#### Texto mostrado
En conclusión, la enseñanza que puede extraerse del caso chileno, según el autor, es que resulta mejor anticiparse a una crisis constitucional con reformas adaptativas y evitar rupturas mediante nuevos procesos constituyentes de resultado incierto, al menos mientras no haya disposición de los actores políticos a lograr amplios consensos sustantivos en torno a los valores constitutivos comunes de una comunidad política, lo que se hace complicado en una época populista como la nuestra. Por su parte, los dos referéndums en que se rechazaron ambos proyectos de constitución demostraron que, en la lucha contra el populismo, el propio pueblo tiene un papel fundamental.
Al permanente fracaso constituyente dedica su contribución a este libro Sergio Verdugo. En ella se pone de manifiesto cómo la experiencia postdictadura del constitucionalismo chileno ha fracasado en reemplazar la Constitución en un sentido simbólico porque el marco constitucional vigente se sigue percibiendo como conectado con la dictadura, pese a que dista mucho de su proyecto político, ya que nuevas reglas electorales y reformas constitucionales han removido los enclaves autoritarios y generado nuevas dinámicas políticas en el país. En cuanto a las experiencias específicas de Bachelet, de la Convención el 2022 y del Consejo el 2023, se presentan como fracasos de activación jurídico-positivos.
########
#### Listado
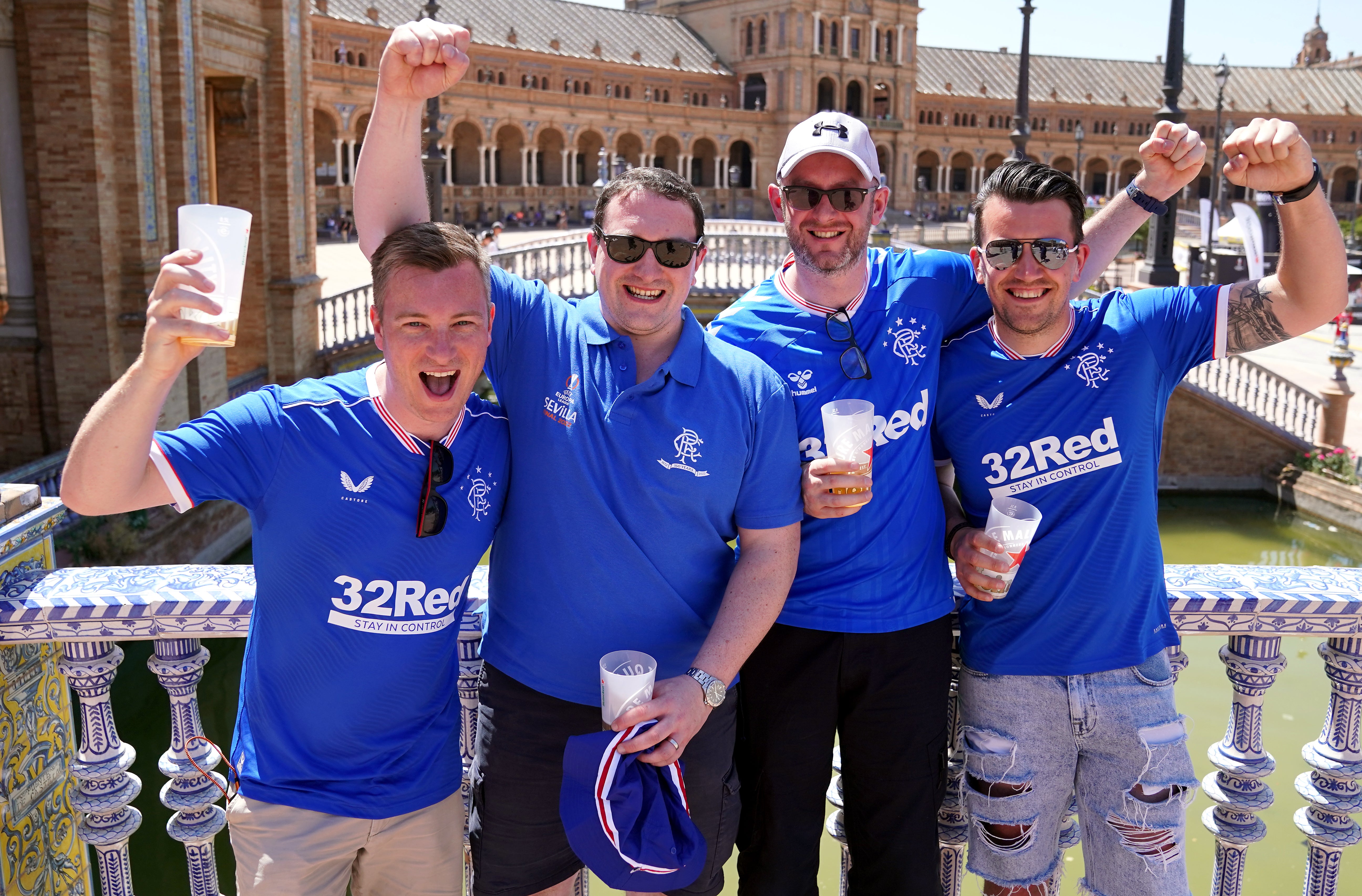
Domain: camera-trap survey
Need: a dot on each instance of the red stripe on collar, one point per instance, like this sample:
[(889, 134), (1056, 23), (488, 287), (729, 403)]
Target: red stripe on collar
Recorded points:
[(785, 289), (1049, 353), (412, 443)]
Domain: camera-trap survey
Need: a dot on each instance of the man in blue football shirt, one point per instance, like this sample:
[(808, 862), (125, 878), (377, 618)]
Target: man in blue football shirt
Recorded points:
[(1067, 688), (641, 449), (863, 647), (372, 498)]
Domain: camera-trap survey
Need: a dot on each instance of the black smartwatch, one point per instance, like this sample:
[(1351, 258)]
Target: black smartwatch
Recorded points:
[(1300, 193), (1146, 201)]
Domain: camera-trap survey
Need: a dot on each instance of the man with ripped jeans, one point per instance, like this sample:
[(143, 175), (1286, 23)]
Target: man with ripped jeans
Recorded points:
[(1067, 691)]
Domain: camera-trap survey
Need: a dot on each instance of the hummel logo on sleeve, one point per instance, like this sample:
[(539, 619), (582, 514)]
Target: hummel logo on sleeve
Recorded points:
[(992, 405), (350, 487)]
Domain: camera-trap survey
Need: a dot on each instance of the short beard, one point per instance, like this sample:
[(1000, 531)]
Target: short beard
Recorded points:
[(857, 243)]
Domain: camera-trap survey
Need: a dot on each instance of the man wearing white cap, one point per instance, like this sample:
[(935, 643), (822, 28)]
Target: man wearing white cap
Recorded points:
[(863, 647)]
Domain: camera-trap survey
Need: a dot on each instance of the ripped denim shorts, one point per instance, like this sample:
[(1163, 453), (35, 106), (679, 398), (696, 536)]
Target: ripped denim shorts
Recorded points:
[(1109, 747)]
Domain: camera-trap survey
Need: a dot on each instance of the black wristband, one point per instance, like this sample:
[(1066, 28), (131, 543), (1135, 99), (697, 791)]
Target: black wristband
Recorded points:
[(1300, 193), (951, 536), (1146, 201)]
########
### Partes del ejercicio
**A.** Responde brevemente, según el texto sobre el constitucionalismo chileno:
(i) ¿Qué demostraron los dos referéndums en que se rechazaron ambos proyectos de constitución?
(ii) ¿Quién firma la contribución dedicada al permanente fracaso constituyente?
(iii) ¿Cómo se presentan las experiencias de Bachelet, de la Convención el 2022 y del Consejo el 2023?
**B.** Prolonga el texto sobre el constitucionalismo chileno a partir de su última oración, con el mismo registro técnico.
El listado no guarda relación alguna con el texto sobre el constitucionalismo chileno.

### Respuestas
**A.**
(i) Que, en la lucha contra el populismo, el propio pueblo tiene un papel fundamental.
(ii) Sergio Verdugo.
(iii) Como fracasos de activación jurídico-positivos.

**B.**
Y en lo que se refiere a los problemas en el sistema político chileno, se relacionan con el bloqueo legislativo, la dificultad de establecer coaliciones de gobierno, el presidencialismo de minoría y la excesiva fragmentación que eleva los costes de transacción de la política y reduce la calidad de la representación sustantiva. Todos estos problemas no fueron creados por una reforma en particular, sino que obedecen a una serie de reformas y prácticas políticas que no se han entendido bien entre sí. Por ello, frente a lo concluido por Castellà, Verdugo parece advertir que la vía de reformas graduales e incrementales no fue capaz de generar un sistema político coherente. Ello dio alas al argumento de que un cambio constitucional total podría dar la oportunidad para discutir estos problemas de manera holística. Sin embargo, y al mismo tiempo, la experiencia de la Convención y del Consejo parecía sugerir que el modelo de asamblea constituyente no es necesariamente la solución.
Los diseños institucionales del sistema político contenidos en las propuestas, tanto de la Convención como del Consejo, no daban solución efectiva a la crisis de los partidos y para el autor hay buenas razones para pensar que, de haber sido aprobadas, podrían haber agudizado los problemas del sistema político. En cualquier caso, es un hecho que Chile ha vuelto actualmente (por buenas o malas razones) al camino de la discusión gradual e incremental.
Volviendo la mirada a pactos de elites como posible vía para corregir algunos de los problemas existentes hoy en día, duda el autor que puedan darse en el corto plazo, debido a la existencia de dinámicas políticas negativas estimuladas por un marco constitucional deficiente. De tales dinámicas se extrae que, paradójicamente, las razones que aconsejan continuar con la agenda del cambio constitucional son las mismas que lo desaconsejan, por sus escasas probabilidades de éxito.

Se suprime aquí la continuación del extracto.